WORK INSTRUCTIONS: Pull out every line from the items below that contains the string "painted", treating uppercase and lowercase as different.

AVAILABLE RECORDS:
--

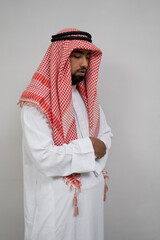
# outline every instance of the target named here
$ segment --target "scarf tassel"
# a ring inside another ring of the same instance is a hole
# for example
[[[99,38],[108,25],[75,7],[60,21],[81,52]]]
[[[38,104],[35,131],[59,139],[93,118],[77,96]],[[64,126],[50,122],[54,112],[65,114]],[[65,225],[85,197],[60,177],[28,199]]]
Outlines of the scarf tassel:
[[[74,193],[74,198],[73,198],[73,205],[75,206],[75,208],[74,208],[74,216],[77,216],[79,214],[79,209],[78,209],[76,188],[75,188],[75,193]]]
[[[104,202],[107,199],[107,191],[108,191],[108,186],[107,186],[106,179],[105,179],[105,184],[104,184]]]

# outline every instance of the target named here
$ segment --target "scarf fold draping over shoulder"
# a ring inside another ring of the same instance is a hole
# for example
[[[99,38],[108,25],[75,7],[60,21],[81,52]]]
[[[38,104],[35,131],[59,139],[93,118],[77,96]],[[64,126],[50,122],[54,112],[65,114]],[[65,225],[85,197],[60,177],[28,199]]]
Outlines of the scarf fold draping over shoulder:
[[[69,31],[79,30],[64,29],[58,34]],[[57,146],[77,139],[70,66],[70,54],[74,49],[86,49],[91,52],[87,74],[78,84],[78,89],[88,111],[90,137],[97,137],[100,126],[97,79],[102,52],[92,42],[79,39],[52,42],[18,103],[20,106],[34,106],[41,112],[52,130],[54,144]],[[105,169],[102,173],[106,178]],[[81,191],[80,176],[80,173],[73,173],[62,177],[63,181],[70,185],[70,190],[75,188],[75,216],[78,214],[76,190]],[[106,193],[106,183],[104,190]],[[106,197],[104,201],[105,199]]]

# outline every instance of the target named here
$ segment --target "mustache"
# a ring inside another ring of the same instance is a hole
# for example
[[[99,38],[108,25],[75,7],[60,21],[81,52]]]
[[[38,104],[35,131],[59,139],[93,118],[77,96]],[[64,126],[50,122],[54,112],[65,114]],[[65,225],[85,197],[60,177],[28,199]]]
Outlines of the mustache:
[[[77,71],[75,73],[81,72],[81,71],[84,71],[84,70],[87,72],[87,68],[86,67],[81,67],[81,68],[77,69]]]

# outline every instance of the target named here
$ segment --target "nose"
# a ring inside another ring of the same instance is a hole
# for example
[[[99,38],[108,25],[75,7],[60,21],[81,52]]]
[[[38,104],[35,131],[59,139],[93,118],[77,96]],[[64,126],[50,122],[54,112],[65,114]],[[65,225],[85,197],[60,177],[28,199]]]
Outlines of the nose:
[[[83,56],[82,62],[81,62],[81,67],[87,68],[88,67],[88,62],[89,62],[89,60],[87,59],[87,57]]]

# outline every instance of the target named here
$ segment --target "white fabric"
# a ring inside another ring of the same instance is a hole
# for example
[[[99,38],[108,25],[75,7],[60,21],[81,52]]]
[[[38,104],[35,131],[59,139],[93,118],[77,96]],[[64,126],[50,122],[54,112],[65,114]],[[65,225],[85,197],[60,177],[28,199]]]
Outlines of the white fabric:
[[[55,146],[46,120],[34,107],[21,112],[23,129],[23,175],[25,240],[103,240],[104,168],[111,146],[110,127],[100,108],[99,136],[106,155],[95,160],[89,139],[88,115],[84,102],[72,87],[78,139]],[[74,190],[62,176],[81,173],[81,193],[77,193],[79,215],[74,216]]]

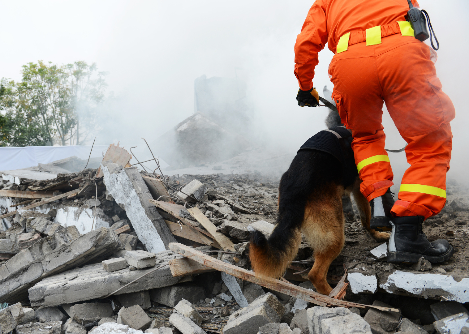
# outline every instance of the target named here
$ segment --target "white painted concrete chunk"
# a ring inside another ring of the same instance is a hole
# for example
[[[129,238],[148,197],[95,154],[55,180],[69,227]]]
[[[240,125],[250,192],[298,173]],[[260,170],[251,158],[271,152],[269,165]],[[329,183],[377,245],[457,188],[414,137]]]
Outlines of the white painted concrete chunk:
[[[387,245],[385,243],[373,248],[370,252],[378,259],[386,258],[387,256]]]
[[[144,250],[129,250],[125,253],[125,258],[129,266],[139,269],[156,265],[156,254]]]
[[[116,258],[110,260],[105,260],[101,262],[103,268],[108,273],[120,270],[127,267],[127,261],[123,258]]]

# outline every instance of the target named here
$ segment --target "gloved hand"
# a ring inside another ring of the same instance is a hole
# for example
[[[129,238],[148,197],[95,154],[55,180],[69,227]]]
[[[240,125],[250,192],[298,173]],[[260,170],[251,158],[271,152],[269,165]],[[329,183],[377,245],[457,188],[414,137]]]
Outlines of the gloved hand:
[[[309,91],[302,91],[299,89],[296,95],[298,105],[303,107],[317,106],[319,104],[319,94],[313,87]]]

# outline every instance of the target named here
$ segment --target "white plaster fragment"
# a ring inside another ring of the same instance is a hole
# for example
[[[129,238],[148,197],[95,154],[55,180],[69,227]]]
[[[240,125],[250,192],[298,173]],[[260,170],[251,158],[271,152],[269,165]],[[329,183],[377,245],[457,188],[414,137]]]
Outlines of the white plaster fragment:
[[[378,280],[374,275],[366,276],[361,273],[350,273],[347,275],[347,278],[354,293],[365,291],[374,293],[378,288]]]
[[[378,259],[386,258],[387,256],[387,245],[385,243],[373,248],[370,251],[370,252]]]
[[[350,274],[348,274],[349,280]],[[443,296],[448,300],[469,302],[469,278],[458,282],[453,276],[434,273],[417,274],[397,270],[379,287],[393,293],[401,288],[414,295],[428,297]]]

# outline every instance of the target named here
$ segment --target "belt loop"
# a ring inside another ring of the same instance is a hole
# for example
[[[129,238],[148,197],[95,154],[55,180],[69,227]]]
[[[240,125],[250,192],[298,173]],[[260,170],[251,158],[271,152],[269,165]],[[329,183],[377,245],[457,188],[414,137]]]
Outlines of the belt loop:
[[[366,30],[366,45],[381,44],[381,26],[377,25]]]

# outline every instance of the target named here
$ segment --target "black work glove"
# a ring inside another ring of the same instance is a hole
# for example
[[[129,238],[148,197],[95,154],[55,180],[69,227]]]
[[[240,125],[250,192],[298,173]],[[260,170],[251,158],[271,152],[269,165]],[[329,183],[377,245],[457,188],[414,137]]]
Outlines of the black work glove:
[[[302,91],[299,89],[296,95],[298,105],[303,107],[318,106],[319,104],[319,94],[313,87],[309,91]]]

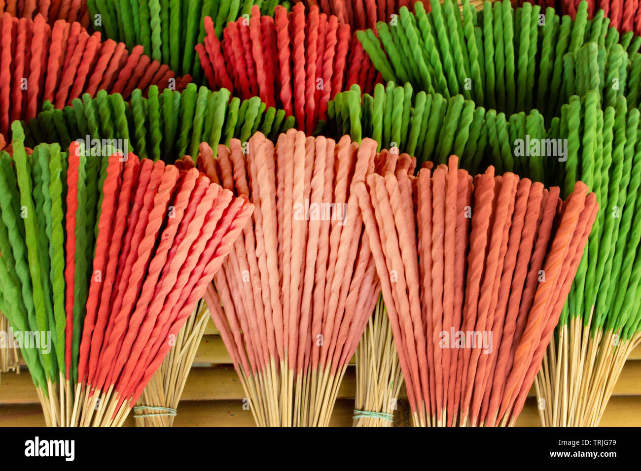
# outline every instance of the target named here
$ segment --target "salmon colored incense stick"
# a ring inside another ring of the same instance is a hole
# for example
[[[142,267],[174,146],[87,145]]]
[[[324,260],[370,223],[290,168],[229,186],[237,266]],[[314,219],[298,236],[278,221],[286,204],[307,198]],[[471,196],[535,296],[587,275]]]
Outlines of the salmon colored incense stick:
[[[4,13],[0,16],[0,134],[5,143],[10,119],[35,117],[46,100],[62,109],[98,90],[128,100],[137,87],[181,91],[190,81],[188,75],[178,78],[169,69],[156,74],[160,63],[142,53],[142,46],[129,54],[124,44],[102,42],[99,33],[90,35],[78,22],[58,20],[51,26],[39,14],[31,20]]]
[[[253,204],[194,168],[133,153],[85,155],[74,142],[28,159],[21,126],[12,131],[13,156],[0,155],[1,294],[24,301],[3,311],[15,329],[55,333],[50,354],[22,352],[48,426],[119,426]]]
[[[308,134],[326,119],[327,103],[337,92],[354,84],[371,91],[378,76],[350,27],[333,15],[319,15],[318,6],[306,13],[299,3],[288,14],[276,6],[272,20],[254,6],[249,21],[229,23],[222,35],[217,37],[209,17],[204,28],[196,51],[210,86],[228,88],[242,99],[258,95],[296,117],[297,127]]]
[[[55,1],[47,0],[13,2],[13,8],[10,6],[11,3],[0,2],[0,13],[6,12],[18,18],[31,20],[39,15],[52,26],[57,20],[69,22],[77,21],[83,28],[88,29],[92,26],[86,1],[72,2],[65,10],[57,8]]]
[[[581,182],[562,203],[558,188],[491,167],[472,182],[457,165],[397,165],[354,190],[414,425],[513,426],[598,205]]]
[[[212,155],[201,146],[202,170]],[[217,156],[218,179],[256,210],[207,289],[212,317],[258,425],[326,426],[379,292],[353,191],[376,144],[291,129]]]

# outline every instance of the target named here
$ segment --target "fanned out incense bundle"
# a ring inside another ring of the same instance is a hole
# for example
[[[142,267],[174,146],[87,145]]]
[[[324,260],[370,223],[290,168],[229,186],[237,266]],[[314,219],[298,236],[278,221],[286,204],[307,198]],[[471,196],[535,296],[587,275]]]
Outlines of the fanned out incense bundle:
[[[87,6],[83,0],[8,0],[0,2],[0,13],[6,12],[12,16],[32,20],[39,14],[52,26],[56,20],[64,20],[70,23],[77,21],[83,28],[89,28],[91,21]]]
[[[371,90],[378,72],[349,26],[335,16],[319,13],[317,6],[306,14],[302,3],[288,14],[282,6],[274,12],[274,18],[260,16],[254,6],[251,19],[228,24],[222,41],[205,18],[206,35],[196,51],[212,88],[259,96],[312,134],[334,95],[354,83]]]
[[[208,167],[201,150],[201,169],[256,205],[205,295],[256,422],[326,426],[380,292],[352,192],[376,144],[290,129],[274,147],[257,133]]]
[[[401,154],[356,185],[415,426],[513,426],[596,217],[490,167],[408,175]]]
[[[176,156],[196,156],[201,142],[216,149],[231,138],[242,142],[260,131],[275,140],[294,126],[285,112],[267,108],[258,97],[242,102],[229,100],[225,89],[212,92],[193,83],[182,93],[149,88],[148,98],[139,89],[131,93],[131,105],[119,94],[99,92],[72,100],[63,110],[46,111],[25,124],[26,142],[60,142],[66,146],[76,139],[126,140],[130,151],[141,158],[175,161]]]
[[[354,427],[392,427],[403,373],[383,298],[356,347]]]
[[[597,426],[641,342],[639,110],[620,98],[602,111],[595,95],[564,105],[557,131],[572,150],[566,192],[581,179],[601,210],[536,383],[545,426]]]
[[[520,3],[523,0],[520,0]],[[551,0],[537,0],[532,3],[552,7],[556,3]],[[610,19],[613,28],[622,33],[633,31],[637,36],[641,35],[641,10],[639,9],[638,0],[588,0],[587,8],[590,17],[598,14],[597,10],[603,10],[606,17]],[[574,18],[578,13],[576,2],[573,0],[560,0],[559,12]]]
[[[180,397],[209,318],[207,305],[201,300],[134,407],[137,427],[173,426]]]
[[[48,426],[119,426],[253,205],[133,154],[28,155],[19,123],[0,161],[0,282]],[[44,339],[43,339],[44,340]]]
[[[570,96],[589,90],[604,106],[619,96],[639,104],[631,78],[641,72],[641,37],[620,37],[602,13],[587,19],[585,2],[574,21],[547,8],[542,26],[540,7],[528,3],[515,9],[509,0],[485,2],[478,13],[464,5],[462,21],[453,0],[431,4],[428,13],[420,2],[415,14],[401,8],[397,27],[379,23],[380,40],[371,29],[358,32],[386,81],[445,97],[460,94],[508,116],[537,108],[546,124]]]
[[[92,17],[101,15],[102,24],[95,29],[106,38],[124,42],[129,51],[140,45],[152,59],[169,64],[178,74],[190,74],[199,84],[204,78],[194,47],[204,37],[203,19],[210,17],[219,35],[228,22],[249,15],[253,5],[259,5],[262,14],[274,16],[274,7],[281,3],[279,0],[88,0],[87,6]]]
[[[129,53],[124,44],[101,42],[99,33],[90,35],[79,23],[59,20],[49,26],[40,15],[30,20],[8,13],[0,17],[0,149],[8,143],[10,122],[35,117],[46,100],[62,108],[99,90],[128,99],[137,87],[181,90],[190,80],[174,78],[142,47]]]

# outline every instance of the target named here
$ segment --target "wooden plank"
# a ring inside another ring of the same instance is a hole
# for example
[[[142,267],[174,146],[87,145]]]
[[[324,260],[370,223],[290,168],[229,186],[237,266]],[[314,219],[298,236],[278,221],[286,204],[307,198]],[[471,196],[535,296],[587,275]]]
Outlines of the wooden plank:
[[[198,350],[194,358],[194,363],[197,366],[204,366],[205,363],[229,365],[231,363],[227,349],[222,338],[218,334],[205,334],[198,345]],[[356,358],[352,357],[350,365],[356,364]]]
[[[348,367],[338,390],[339,397],[354,397],[356,392],[356,373],[354,367]],[[535,395],[534,388],[530,397]],[[641,395],[641,360],[626,363],[614,395]],[[242,400],[246,397],[242,384],[231,365],[219,365],[212,367],[192,368],[183,392],[183,401]],[[402,391],[401,398],[406,397]],[[38,402],[35,388],[28,373],[4,373],[0,386],[0,404],[28,404]]]
[[[353,401],[339,399],[334,408],[333,427],[351,427]],[[133,426],[131,415],[125,426]],[[176,427],[253,427],[250,411],[242,408],[240,401],[185,401],[180,403],[174,425]],[[44,427],[44,419],[39,404],[0,406],[1,427]],[[517,427],[539,427],[536,401],[529,399],[517,420]],[[601,420],[602,427],[641,426],[641,397],[617,396],[610,399]]]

--

ANSWER BELOW:
$ segment --target "white painted concrete chunk"
Outlines of the white painted concrete chunk:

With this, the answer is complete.